:: AVAILABLE RECORDS ::
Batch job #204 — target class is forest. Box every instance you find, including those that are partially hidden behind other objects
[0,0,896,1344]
--
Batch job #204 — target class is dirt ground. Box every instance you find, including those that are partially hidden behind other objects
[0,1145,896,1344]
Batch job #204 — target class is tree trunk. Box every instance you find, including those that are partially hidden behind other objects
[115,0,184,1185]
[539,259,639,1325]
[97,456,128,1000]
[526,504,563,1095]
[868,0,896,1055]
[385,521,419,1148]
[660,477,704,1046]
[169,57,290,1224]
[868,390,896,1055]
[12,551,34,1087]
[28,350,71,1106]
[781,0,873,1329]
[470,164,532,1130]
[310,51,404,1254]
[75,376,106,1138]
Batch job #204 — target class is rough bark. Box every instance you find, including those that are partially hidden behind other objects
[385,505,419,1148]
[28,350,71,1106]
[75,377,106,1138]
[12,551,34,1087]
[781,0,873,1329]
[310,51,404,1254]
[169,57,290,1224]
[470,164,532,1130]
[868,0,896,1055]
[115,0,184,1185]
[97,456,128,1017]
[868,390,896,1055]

:: WRITTEN EXERCISE ::
Switch "tree trunk" to "trunk" in the rows from the line with "Batch job #204 — target class is tree" to the line with "[75,376,106,1138]", and give back only those lines with nothing else changed.

:: CORRECT ANSWER ::
Batch job #204 — target class is trunk. Box every instance you find, including those that are partially hidden behind other objects
[115,0,184,1185]
[539,259,639,1325]
[97,456,128,1000]
[526,504,563,1095]
[868,0,896,1055]
[385,521,419,1148]
[660,477,704,1046]
[169,57,290,1224]
[868,390,896,1055]
[12,551,34,1087]
[28,350,71,1106]
[781,0,873,1329]
[470,164,532,1130]
[310,51,404,1254]
[75,376,106,1138]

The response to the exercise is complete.